Annotation dataset entries:
** Start **

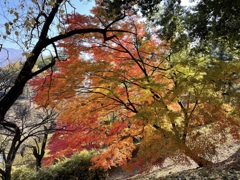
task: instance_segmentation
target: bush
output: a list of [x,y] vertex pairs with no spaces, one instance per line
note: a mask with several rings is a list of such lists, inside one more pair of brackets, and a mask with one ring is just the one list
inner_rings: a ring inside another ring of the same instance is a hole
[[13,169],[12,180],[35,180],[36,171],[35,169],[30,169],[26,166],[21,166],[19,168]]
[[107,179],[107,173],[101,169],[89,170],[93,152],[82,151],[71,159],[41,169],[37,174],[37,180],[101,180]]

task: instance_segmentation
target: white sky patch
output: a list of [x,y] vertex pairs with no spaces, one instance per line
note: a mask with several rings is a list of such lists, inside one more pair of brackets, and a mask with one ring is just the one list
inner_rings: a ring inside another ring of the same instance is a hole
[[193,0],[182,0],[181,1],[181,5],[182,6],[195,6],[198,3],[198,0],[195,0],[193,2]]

** End **
** Start **

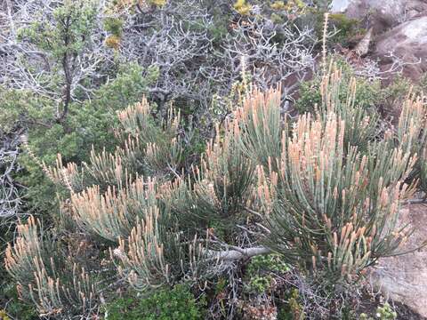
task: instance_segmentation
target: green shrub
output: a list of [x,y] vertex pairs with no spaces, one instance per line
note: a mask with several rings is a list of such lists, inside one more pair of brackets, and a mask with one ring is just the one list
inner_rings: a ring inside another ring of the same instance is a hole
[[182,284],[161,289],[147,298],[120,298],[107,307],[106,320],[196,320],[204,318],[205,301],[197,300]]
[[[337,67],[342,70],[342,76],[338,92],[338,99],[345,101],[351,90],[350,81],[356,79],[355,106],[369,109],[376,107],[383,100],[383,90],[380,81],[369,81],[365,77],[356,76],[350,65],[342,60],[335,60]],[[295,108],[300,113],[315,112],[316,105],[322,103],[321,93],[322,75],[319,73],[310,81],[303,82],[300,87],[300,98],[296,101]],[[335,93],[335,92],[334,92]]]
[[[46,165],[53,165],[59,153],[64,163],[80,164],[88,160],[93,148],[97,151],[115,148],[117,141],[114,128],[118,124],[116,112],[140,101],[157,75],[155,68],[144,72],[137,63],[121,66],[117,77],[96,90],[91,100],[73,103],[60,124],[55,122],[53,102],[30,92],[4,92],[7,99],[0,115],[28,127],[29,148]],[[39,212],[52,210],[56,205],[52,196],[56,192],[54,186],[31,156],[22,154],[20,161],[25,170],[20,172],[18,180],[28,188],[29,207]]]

** End **
** Start **

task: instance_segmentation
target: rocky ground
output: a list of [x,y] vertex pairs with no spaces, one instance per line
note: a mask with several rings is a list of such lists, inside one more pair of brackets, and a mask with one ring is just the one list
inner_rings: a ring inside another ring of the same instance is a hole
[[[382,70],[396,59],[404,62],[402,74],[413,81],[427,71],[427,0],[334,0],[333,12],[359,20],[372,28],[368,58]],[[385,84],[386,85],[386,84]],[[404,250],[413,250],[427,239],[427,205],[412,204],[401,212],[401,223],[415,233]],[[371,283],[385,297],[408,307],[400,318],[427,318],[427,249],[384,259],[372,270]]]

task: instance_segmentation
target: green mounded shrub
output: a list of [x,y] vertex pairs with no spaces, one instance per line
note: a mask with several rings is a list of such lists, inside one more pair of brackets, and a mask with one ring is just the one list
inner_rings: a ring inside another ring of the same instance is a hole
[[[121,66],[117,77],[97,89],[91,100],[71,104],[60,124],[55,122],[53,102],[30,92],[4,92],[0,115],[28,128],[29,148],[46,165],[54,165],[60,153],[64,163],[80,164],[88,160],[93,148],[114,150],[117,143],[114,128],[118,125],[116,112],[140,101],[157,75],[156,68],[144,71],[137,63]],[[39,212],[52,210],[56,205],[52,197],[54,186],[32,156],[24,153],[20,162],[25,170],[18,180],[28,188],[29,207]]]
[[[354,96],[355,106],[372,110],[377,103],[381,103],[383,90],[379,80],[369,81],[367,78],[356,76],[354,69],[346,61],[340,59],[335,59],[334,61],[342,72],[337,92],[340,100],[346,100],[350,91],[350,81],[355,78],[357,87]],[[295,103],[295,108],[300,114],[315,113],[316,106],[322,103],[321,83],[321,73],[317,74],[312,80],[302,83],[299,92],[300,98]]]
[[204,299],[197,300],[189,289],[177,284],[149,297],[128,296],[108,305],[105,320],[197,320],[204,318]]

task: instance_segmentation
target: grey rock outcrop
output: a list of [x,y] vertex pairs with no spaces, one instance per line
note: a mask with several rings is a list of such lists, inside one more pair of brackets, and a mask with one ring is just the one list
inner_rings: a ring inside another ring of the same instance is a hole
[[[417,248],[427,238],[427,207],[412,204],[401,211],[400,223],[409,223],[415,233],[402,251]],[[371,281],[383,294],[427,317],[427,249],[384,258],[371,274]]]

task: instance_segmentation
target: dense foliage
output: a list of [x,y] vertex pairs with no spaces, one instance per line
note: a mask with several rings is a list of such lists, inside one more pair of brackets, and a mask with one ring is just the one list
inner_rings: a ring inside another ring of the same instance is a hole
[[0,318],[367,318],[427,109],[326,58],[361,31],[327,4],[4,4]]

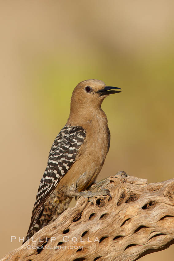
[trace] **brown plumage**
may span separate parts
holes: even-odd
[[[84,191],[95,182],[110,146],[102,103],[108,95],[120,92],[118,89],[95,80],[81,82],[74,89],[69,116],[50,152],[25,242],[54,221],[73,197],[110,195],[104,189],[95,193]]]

** End **

| PROBLEM TO WORK ON |
Please count the lines of the records that contain the string "target", and reply with only that number.

| ANSWER FOR THIS EXERCISE |
7